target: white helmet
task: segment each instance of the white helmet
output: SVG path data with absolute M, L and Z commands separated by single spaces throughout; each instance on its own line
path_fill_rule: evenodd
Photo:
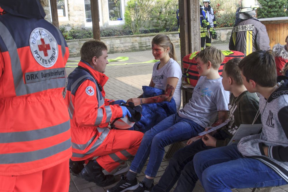
M 239 12 L 255 11 L 258 8 L 262 8 L 262 6 L 257 0 L 242 0 Z
M 127 115 L 124 118 L 117 118 L 113 121 L 110 122 L 111 128 L 127 129 L 131 128 L 135 124 L 135 122 L 132 122 L 128 119 Z

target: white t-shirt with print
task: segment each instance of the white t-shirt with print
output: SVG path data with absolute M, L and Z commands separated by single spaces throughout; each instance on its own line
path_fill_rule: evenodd
M 178 110 L 181 105 L 181 87 L 182 85 L 182 72 L 181 67 L 177 61 L 170 58 L 165 65 L 161 69 L 157 69 L 157 67 L 160 63 L 160 61 L 156 62 L 153 67 L 152 80 L 155 84 L 154 87 L 165 90 L 167 78 L 172 77 L 178 78 L 178 82 L 173 94 L 173 97 L 175 100 Z
M 211 126 L 218 111 L 229 110 L 230 92 L 224 90 L 222 80 L 221 77 L 209 79 L 200 77 L 189 102 L 178 111 L 179 116 L 203 127 Z

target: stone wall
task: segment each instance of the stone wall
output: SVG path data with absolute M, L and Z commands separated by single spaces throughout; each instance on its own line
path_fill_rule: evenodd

________________________________________

» **Problem to work on**
Quote all of the records above verbatim, omitting the picture.

» **Result for this exercise**
target: white helmet
task: segment each instance of the white helmet
output: SVG path data with absolute M, L and Z commands separated by single spaces throughout; each instance on its own line
path_fill_rule: evenodd
Photo:
M 239 12 L 255 11 L 258 8 L 262 8 L 262 6 L 257 0 L 242 0 Z
M 127 115 L 124 118 L 117 118 L 113 121 L 110 122 L 111 128 L 127 129 L 131 128 L 135 124 L 135 122 L 132 122 L 128 119 Z

target: white t-shirt with print
task: segment each instance of the white t-shirt with print
output: SVG path data with absolute M, L and Z commands separated by single spaces throughout; each instance on its own line
path_fill_rule: evenodd
M 178 110 L 181 105 L 181 87 L 182 85 L 182 72 L 181 67 L 177 61 L 170 58 L 165 65 L 161 69 L 157 69 L 157 67 L 160 63 L 160 61 L 156 62 L 153 67 L 152 80 L 155 84 L 154 87 L 165 90 L 167 78 L 172 77 L 178 78 L 178 82 L 173 94 L 173 97 L 175 100 Z
M 211 126 L 218 111 L 229 110 L 230 92 L 224 90 L 222 80 L 221 77 L 209 79 L 200 77 L 189 102 L 178 111 L 179 116 L 203 127 Z

target: stone wall
task: segment each instance of the stone wall
output: SVG path data with absolute M, L and Z commands separated by single spaces throughout; each instance on its own line
path_fill_rule: evenodd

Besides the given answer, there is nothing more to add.